In statics, the SVG's were originally transformed to images before shown in the XRadar. This took time and wasted space. At one internal release before the system went public, I decided to embed the svg's directly into the system instead. Unfortunately, the old legacy is still there. The svg's in statics are still produced in a separate process to the report. For dynamics, both svgs and html are produced together in the same process. This is especially good for development speed and readability - but unfortunately not available in statics. The statics graphing process uses both the initial and the normalized xml to produce the graphs.

XRadar Dynamics Design

The Dynamics Design is very similar to the Statics Design as can be seen in the XRadar architecture . In the following sections, the design of the dynamics processes will be described in turn. References to the statics processes will be used where applicable.

__The Merging Process__

The statics merging process takes the normalized xml from statics and merges each into a common xml. The same stylesheet - merge-normalized-report-to-dynamics-master.xsl - is used for all the merges. In principle the output has the same structure as the normalized xml, except that for each metric there is a "value" element for each version of the system. The simplest way to understand this is to take a look at the output structure from the testproject.

__The Post-Processing Process__

The dynamics post-processing process adds adds some extra info to the xml so that everything is ready for the final step: The report itself.

__The Reporting and Graphing Process__

The dynamics graphing process is very similar to the statics process except one major detail - all graphs are produced directly from within the report structure. Otherwise the strucure is similar in that there is one style-sheet as input dynamics-report-master-frames.xsl and that this stylesheet is responsible for delegating all creation of the report pages. One very convenient part of the statics design is that system, module, and package all use the same templates for reports in each ares.

My experience with development in dynamics is that it is very quick and fun to add new reports. For every change I have also refactored a lot so the design has steadily become more simple. I believe that if there was a xslt analysis version of the XRadar, the dynamics module would get far better ratings than the statics module!

Stored data –
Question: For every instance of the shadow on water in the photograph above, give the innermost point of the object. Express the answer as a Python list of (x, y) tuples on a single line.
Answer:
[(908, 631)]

Exercise details –
Decide whether each statement agrees with the XRadar design text, answering yes or no and quoting the words of the text that settle it.
1. In dynamics, SVGs and HTML are produced together in the same process.
2. The statics graphing process uses only the normalized xml to produce the graphs.
3. A different stylesheet is used for each merge in the merging process.
The material above stands apart from the XRadar design text.

Expected answer –
1. Yes: "For dynamics, both svgs and html are produced together in the same process."
2. No: "The statics graphing process uses both the initial and the normalized xml to produce the graphs."
3. No: "The same stylesheet - merge-normalized-report-to-dynamics-master.xsl - is used for all the merges."